*Task item*. Retype all of the lines below with no changes.

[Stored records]

====================

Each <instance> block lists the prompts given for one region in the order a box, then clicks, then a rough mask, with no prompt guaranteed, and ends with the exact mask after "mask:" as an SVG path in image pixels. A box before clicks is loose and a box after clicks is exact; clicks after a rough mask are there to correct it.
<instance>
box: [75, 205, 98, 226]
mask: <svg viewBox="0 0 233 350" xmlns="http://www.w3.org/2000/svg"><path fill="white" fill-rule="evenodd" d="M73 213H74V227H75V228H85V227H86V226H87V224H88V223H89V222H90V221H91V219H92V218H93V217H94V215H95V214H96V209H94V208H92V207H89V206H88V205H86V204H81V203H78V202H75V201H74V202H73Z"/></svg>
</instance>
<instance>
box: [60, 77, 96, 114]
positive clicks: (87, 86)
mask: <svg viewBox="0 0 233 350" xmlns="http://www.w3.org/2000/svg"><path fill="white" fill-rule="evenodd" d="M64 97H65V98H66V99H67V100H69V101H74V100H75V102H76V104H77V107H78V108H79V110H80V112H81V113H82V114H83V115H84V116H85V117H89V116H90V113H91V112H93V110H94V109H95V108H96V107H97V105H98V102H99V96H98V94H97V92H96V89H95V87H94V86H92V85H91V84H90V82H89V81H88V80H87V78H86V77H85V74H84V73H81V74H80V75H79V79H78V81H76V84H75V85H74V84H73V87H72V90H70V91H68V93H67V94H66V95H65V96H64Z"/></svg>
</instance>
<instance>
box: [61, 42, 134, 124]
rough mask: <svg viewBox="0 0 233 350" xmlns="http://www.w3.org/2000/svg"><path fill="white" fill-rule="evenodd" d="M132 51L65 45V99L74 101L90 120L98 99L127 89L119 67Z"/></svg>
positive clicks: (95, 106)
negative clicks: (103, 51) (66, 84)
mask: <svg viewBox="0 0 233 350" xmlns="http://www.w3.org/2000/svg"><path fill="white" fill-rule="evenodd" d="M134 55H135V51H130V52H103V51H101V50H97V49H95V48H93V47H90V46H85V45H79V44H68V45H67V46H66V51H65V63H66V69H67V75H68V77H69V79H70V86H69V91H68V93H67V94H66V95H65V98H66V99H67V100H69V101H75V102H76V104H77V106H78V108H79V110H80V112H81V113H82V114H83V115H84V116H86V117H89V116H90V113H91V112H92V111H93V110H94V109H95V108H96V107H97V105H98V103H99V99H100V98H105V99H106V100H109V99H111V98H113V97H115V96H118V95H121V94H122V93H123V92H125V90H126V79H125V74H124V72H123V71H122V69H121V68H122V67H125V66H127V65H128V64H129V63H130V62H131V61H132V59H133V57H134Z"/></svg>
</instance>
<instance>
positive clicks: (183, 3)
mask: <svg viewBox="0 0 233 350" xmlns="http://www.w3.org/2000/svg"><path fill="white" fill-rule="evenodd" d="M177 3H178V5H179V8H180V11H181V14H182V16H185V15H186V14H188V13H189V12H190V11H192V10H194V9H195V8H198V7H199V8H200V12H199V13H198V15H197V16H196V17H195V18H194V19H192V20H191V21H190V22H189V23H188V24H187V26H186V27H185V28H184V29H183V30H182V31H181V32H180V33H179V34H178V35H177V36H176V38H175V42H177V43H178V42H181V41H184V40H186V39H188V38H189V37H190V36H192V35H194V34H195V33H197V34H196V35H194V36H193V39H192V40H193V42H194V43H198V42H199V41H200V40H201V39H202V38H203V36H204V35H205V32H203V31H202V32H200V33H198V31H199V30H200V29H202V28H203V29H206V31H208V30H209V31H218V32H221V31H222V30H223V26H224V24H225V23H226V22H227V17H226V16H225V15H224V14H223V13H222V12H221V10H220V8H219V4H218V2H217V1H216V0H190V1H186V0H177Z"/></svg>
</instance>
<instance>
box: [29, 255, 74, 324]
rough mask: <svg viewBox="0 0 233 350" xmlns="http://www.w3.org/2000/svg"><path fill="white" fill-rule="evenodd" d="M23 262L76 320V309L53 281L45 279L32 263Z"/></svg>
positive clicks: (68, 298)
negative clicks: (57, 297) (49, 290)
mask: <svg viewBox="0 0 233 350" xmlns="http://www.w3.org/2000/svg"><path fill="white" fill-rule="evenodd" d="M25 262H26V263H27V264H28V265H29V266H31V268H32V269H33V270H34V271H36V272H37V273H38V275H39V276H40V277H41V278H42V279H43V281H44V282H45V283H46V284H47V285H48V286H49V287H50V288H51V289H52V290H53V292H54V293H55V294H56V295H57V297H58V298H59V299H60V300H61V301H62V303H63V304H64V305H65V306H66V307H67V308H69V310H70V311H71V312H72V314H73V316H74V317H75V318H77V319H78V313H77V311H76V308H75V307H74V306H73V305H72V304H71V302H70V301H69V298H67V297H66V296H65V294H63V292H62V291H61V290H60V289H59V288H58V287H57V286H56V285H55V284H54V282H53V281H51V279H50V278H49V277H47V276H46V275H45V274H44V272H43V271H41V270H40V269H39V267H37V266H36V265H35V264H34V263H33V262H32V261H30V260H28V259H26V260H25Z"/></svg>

====================

*Solution to this task*.
Each <instance> block lists the prompts given for one region in the order a box, then clicks, then a rough mask, with no prompt guaranteed, and ends with the exact mask after "mask:" as an SVG path in image pixels. A box before clicks is loose and a box after clicks is exact; clicks after a rough mask are there to correct it.
<instance>
box: [75, 205, 98, 226]
mask: <svg viewBox="0 0 233 350" xmlns="http://www.w3.org/2000/svg"><path fill="white" fill-rule="evenodd" d="M73 213H74V227H75V228H85V227H86V226H87V224H88V223H89V222H90V221H91V219H92V218H93V217H94V215H95V214H96V209H94V208H92V207H89V206H88V205H86V204H81V203H78V202H75V201H74V202H73Z"/></svg>
</instance>
<instance>
box: [60, 77, 96, 114]
positive clicks: (87, 86)
mask: <svg viewBox="0 0 233 350" xmlns="http://www.w3.org/2000/svg"><path fill="white" fill-rule="evenodd" d="M64 97H65V98H66V99H67V100H69V101H74V100H75V102H76V104H77V107H78V108H79V110H80V112H81V113H82V114H83V115H84V116H85V117H89V116H90V113H91V112H93V110H94V109H95V108H96V107H97V105H98V102H99V96H98V94H97V92H96V89H95V87H94V86H92V85H91V84H90V82H89V81H88V80H87V78H86V77H85V74H84V73H81V74H80V75H79V79H78V81H76V84H75V85H74V84H73V87H72V90H70V91H68V93H67V94H66V95H65V96H64Z"/></svg>
</instance>
<instance>
box: [61, 42, 134, 124]
rough mask: <svg viewBox="0 0 233 350" xmlns="http://www.w3.org/2000/svg"><path fill="white" fill-rule="evenodd" d="M132 51L65 45V99L74 101L90 120L98 99L127 89L119 67Z"/></svg>
positive clicks: (95, 106)
negative clicks: (103, 51) (66, 84)
mask: <svg viewBox="0 0 233 350" xmlns="http://www.w3.org/2000/svg"><path fill="white" fill-rule="evenodd" d="M134 55H135V51H130V52H103V51H101V50H97V49H95V48H93V47H90V46H85V45H79V44H68V45H67V46H66V51H65V63H66V69H67V75H68V77H69V79H70V86H69V91H68V93H67V94H66V95H65V98H66V99H67V100H69V101H75V102H76V104H77V106H78V108H79V110H80V112H81V113H82V114H83V115H84V116H86V117H89V116H90V113H91V112H92V111H93V110H94V109H95V108H96V107H97V105H98V103H99V99H100V98H105V99H106V100H109V99H111V98H113V97H115V96H118V95H121V94H122V93H123V92H125V90H126V79H125V74H124V72H123V71H122V69H121V68H122V67H125V66H127V65H128V64H129V63H130V62H131V61H132V59H133V57H134Z"/></svg>
</instance>
<instance>
positive clicks: (183, 3)
mask: <svg viewBox="0 0 233 350" xmlns="http://www.w3.org/2000/svg"><path fill="white" fill-rule="evenodd" d="M177 3H178V5H179V8H180V11H181V14H182V16H185V15H186V14H188V13H189V12H190V11H192V10H194V9H195V8H198V7H199V8H200V12H199V13H198V15H197V16H196V17H195V18H194V19H192V20H191V21H190V22H189V23H188V24H187V26H186V27H185V28H184V29H183V30H182V31H181V32H180V33H179V34H178V35H177V36H176V38H175V42H177V43H178V42H181V41H184V40H186V39H188V38H189V37H190V36H192V35H194V34H195V33H197V34H196V35H194V36H193V39H192V40H193V42H194V43H198V42H199V41H200V40H201V39H202V38H203V36H204V35H205V32H203V31H202V32H200V33H198V31H199V30H200V29H202V28H203V29H206V31H208V30H209V31H218V32H221V31H222V30H223V26H224V24H225V23H226V22H227V17H226V16H225V15H224V14H223V13H222V12H221V10H220V8H219V4H218V2H217V1H216V0H190V1H186V0H177Z"/></svg>
</instance>
<instance>
box: [29, 255, 74, 324]
rough mask: <svg viewBox="0 0 233 350" xmlns="http://www.w3.org/2000/svg"><path fill="white" fill-rule="evenodd" d="M23 262L76 320V309L53 281L45 279L32 263Z"/></svg>
positive clicks: (68, 298)
negative clicks: (57, 297) (49, 290)
mask: <svg viewBox="0 0 233 350" xmlns="http://www.w3.org/2000/svg"><path fill="white" fill-rule="evenodd" d="M25 262H26V263H27V264H28V265H29V266H31V268H32V269H33V270H34V271H36V272H37V273H38V275H39V276H40V277H41V278H42V279H43V281H44V282H45V283H46V284H47V285H48V286H49V287H50V288H51V289H52V290H53V292H54V293H55V294H56V295H57V297H58V298H59V299H60V300H61V301H62V303H63V304H64V305H65V306H66V307H67V308H69V310H70V311H71V312H72V314H73V316H74V317H75V318H77V319H78V313H77V311H76V308H75V307H74V306H73V305H72V304H71V302H70V301H69V298H67V297H66V296H65V294H63V292H62V291H61V290H60V289H59V288H58V287H57V286H56V285H55V284H54V282H53V281H51V279H50V278H49V277H47V276H46V275H45V274H44V272H43V271H41V270H40V269H39V267H37V266H36V265H35V264H34V263H33V262H32V261H30V260H28V259H26V260H25Z"/></svg>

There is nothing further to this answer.